== Set exercise a ==
Reproduce the portion of the Portals writeup that begins at the words "Challenge: Portals" and stops after the words "do they know.".
:: Text to read ::
Challenge: Portals
Author: Shotokhan
Description: Abusing UAF to get leaks, arbitrary R/W, and shell
CTF: BuckeyeCTF 2022
Category: Pwn

They say time travel is an impossible feat.. little do they know.

nc pwn.chall.pwnoh.io 13374

Preliminary steps

We’ve got an executable, portals, and the build environment for its deployment, alongside with the C source code for the executable.

We start by making some basic checks on the executable:

$ file portals
portals: ELF 64-bit LSB pie executable, x86-64, version 1 (SYSV), dynamically linked, interpreter /lib64/ld-linux-x86-64.so.2, BuildID[sha1]=d08962799c081eff8f5002dfe2094e3cbaaf88d0, for GNU/Linux 3.2.0, not stripped

$ checksec portals
    Arch:     amd64-64-little
    RELRO:    Full RELRO
    Stack:    Canary found
    NX:       NX enabled
    PIE:      PIE enabled

Now we know that it’s a 64 bit executable, dynamically linked and with all protections enabled.
In these cases, it’s likely that we will craft an exploit which involves libc, so it’s useful to build the environment with Docker and take libc and ld from there.
After having done it, it’s possible to make the local executable use these libraries, by using patchelf:

$ patchelf --set-interpreter ./ld-2.31.so --add-needed ./libc-2.31.so ./portals --output ./patchelf_portals

Analysis

For the analysis, we mix reading the source code and interacting with the executable.

We’re prompted with “What will you do?”, so we read the source code to see what are the options, learning that they are:

m, to leave a message;
o, to open a “portal”;
c, to close a portal;
t, to take a portal.

At this point, you may be wondering what is a portal.
It is a struct defined like that:

#define MAX_PORTALS 5

typedef struct TimePoint TimePoint;
struct TimePoint {
    unsigned long year;
    TimePoint* portals[MAX_PORTALS];
    size_t msgSize;
    char* msg;
};

A portal is a TimePoint, which is the node of a N-ary tree.
There are two global variables, root and now; the former one is the pointer to the “active” node.
:::
:: Information shown ::
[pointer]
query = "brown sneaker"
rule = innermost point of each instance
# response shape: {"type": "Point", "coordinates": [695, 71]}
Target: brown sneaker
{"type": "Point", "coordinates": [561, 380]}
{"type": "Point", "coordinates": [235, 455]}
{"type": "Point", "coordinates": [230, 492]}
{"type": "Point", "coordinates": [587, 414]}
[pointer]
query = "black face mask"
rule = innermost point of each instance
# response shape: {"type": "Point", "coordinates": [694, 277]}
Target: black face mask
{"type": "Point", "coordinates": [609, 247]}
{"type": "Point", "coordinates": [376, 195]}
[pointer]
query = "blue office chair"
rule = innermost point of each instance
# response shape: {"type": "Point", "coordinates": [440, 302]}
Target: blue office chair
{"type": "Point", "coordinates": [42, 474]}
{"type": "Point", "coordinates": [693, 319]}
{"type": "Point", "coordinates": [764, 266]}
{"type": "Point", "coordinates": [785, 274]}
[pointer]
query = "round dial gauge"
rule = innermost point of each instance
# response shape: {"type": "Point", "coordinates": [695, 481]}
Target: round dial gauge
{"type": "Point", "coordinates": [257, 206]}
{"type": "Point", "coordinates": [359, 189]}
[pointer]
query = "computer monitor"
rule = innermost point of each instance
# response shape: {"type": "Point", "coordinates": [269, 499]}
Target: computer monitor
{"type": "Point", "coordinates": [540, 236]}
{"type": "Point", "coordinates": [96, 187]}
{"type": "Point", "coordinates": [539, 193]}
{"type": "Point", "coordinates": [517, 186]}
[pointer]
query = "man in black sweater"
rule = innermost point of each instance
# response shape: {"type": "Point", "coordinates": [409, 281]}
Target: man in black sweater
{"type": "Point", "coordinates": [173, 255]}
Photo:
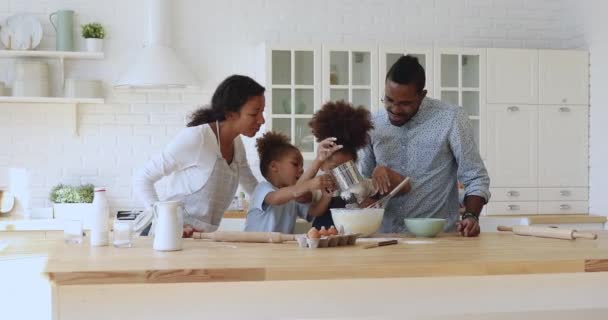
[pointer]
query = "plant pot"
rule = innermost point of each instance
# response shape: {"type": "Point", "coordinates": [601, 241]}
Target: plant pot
{"type": "Point", "coordinates": [74, 211]}
{"type": "Point", "coordinates": [94, 45]}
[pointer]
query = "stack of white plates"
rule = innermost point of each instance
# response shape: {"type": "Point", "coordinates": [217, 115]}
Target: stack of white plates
{"type": "Point", "coordinates": [31, 79]}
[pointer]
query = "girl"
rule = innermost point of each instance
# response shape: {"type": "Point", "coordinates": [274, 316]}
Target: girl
{"type": "Point", "coordinates": [350, 126]}
{"type": "Point", "coordinates": [206, 161]}
{"type": "Point", "coordinates": [275, 204]}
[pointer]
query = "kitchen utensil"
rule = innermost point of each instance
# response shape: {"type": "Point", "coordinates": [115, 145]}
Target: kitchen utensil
{"type": "Point", "coordinates": [346, 175]}
{"type": "Point", "coordinates": [239, 236]}
{"type": "Point", "coordinates": [364, 221]}
{"type": "Point", "coordinates": [122, 233]}
{"type": "Point", "coordinates": [168, 225]}
{"type": "Point", "coordinates": [382, 202]}
{"type": "Point", "coordinates": [424, 227]}
{"type": "Point", "coordinates": [64, 28]}
{"type": "Point", "coordinates": [381, 244]}
{"type": "Point", "coordinates": [21, 32]}
{"type": "Point", "coordinates": [548, 232]}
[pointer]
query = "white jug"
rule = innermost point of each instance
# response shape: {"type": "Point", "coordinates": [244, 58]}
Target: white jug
{"type": "Point", "coordinates": [168, 225]}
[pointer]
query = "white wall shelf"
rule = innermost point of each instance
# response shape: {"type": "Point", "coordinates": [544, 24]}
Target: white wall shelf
{"type": "Point", "coordinates": [69, 102]}
{"type": "Point", "coordinates": [51, 54]}
{"type": "Point", "coordinates": [58, 100]}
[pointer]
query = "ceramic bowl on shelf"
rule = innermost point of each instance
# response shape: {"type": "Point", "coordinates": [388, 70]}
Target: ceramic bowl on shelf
{"type": "Point", "coordinates": [425, 227]}
{"type": "Point", "coordinates": [31, 88]}
{"type": "Point", "coordinates": [26, 70]}
{"type": "Point", "coordinates": [75, 88]}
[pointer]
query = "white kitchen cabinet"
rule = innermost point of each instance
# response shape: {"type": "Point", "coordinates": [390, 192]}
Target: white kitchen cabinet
:::
== Set exercise b ==
Count how many lines of the entries contain the string "sweater", matching case exactly, and reply with only that number.

== Worked answer a ==
Challenge: Portals
Author: Shotokhan
Description: Abusing UAF to get leaks, arbitrary R/W, and shell
CTF: BuckeyeCTF 2022
Category: Pwn

They say time travel is an impossible feat.. little do they know.

== Worked answer b ==
2